Dans certaines communautés plus petites et plus éloignées de la région, une "véritable et profonde crise humanitaire est en train de se préparer", affirme Paúl Murillo, membre du Comité permanent des droits de l'homme (CHH) de l'Équateur.

"Rester chez soi est une mesure nécessaire pour arrêter la maladie, mais nous n'avons jamais pensé à un plan d'urgence pour assurer au moins la sécurité alimentaire de base des quartiers les plus vulnérables de la périphérie de la ville", dit Murillo.

Des femmes masquées passent devant une église en Équateur

Crédit photo, EPA

Légende image, Les services funéraires se sont effondrés à cause de la crise sanitaire engendrée par le coronavirus.

Plus de 17% de la population de Guayaquil vit dans la pauvreté. Les inégalités sociales sont importantes dans la région de Guayas.

Mais certaines autorités estiment que les différences sociales ne sont pas les seules responsables, et que l'expansion de la pandémie conduira à des scénarios tout aussi critiques ailleurs.

"Je regarde le reste de l'Amérique latine et tout ce que je vois, ce sont des pays qui suivent le même chemin que nous avons emprunté ici il y a trois semaines. L'Argentine, par exemple, où les choses vont s'aggraver", déclare Jorge Wated, le chef du groupe de travail du gouvernement.

"En attendant, nous essayons de sortir de cette situation accablante et d'agir aussi vite que possible", ajoute M. Wated.

Actions à mener
**A.** Répondez aux questions suivantes sur l'extrait consacré à la crise sanitaire en Équateur.
(i) De quel comité Paúl Murillo est-il membre ?
(ii) Quelle part de la population de Guayaquil vit dans la pauvreté ?
(iii) Quel pays Jorge Wated cite-t-il en exemple ?
**B.** Recopiez, s'il vous plaît, le passage de l'extrait consacré à la crise sanitaire en Équateur compris entre « Dans certaines communautés » et « région de Guayas. », ces deux passages inclus.

Données suivantes
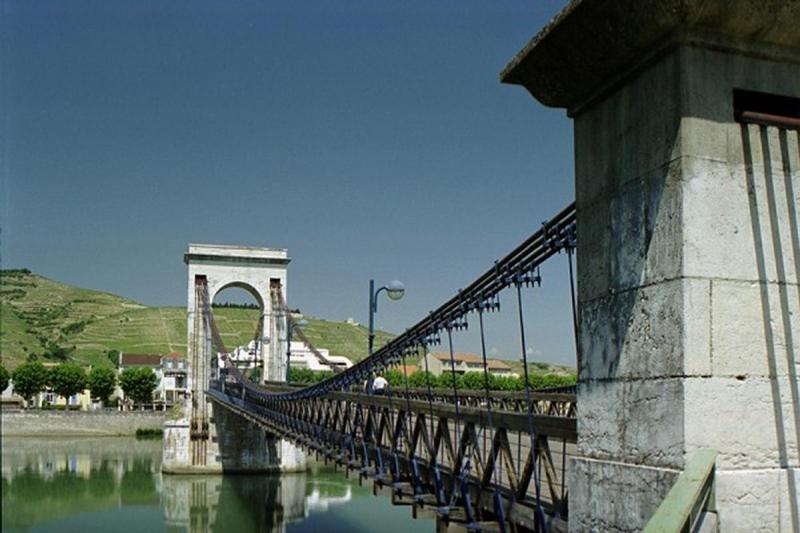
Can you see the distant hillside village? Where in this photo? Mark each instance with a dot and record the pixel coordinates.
(166, 377)
(70, 347)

Réponses aux consignes
**A.**
(i) Du Comité permanent des droits de l'homme (CHH) de l'Équateur.
(ii) Plus de 17 %.
(iii) L'Argentine.

**B.**
Dans certaines communautés plus petites et plus éloignées de la région, une "véritable et profonde crise humanitaire est en train de se préparer", affirme Paúl Murillo, membre du Comité permanent des droits de l'homme (CHH) de l'Équateur.

"Rester chez soi est une mesure nécessaire pour arrêter la maladie, mais nous n'avons jamais pensé à un plan d'urgence pour assurer au moins la sécurité alimentaire de base des quartiers les plus vulnérables de la périphérie de la ville", dit Murillo.

Des femmes masquées passent devant une église en Équateur

Crédit photo, EPA

Légende image, Les services funéraires se sont effondrés à cause de la crise sanitaire engendrée par le coronavirus.

Plus de 17% de la population de Guayaquil vit dans la pauvreté. Les inégalités sociales sont importantes dans la région de Guayas.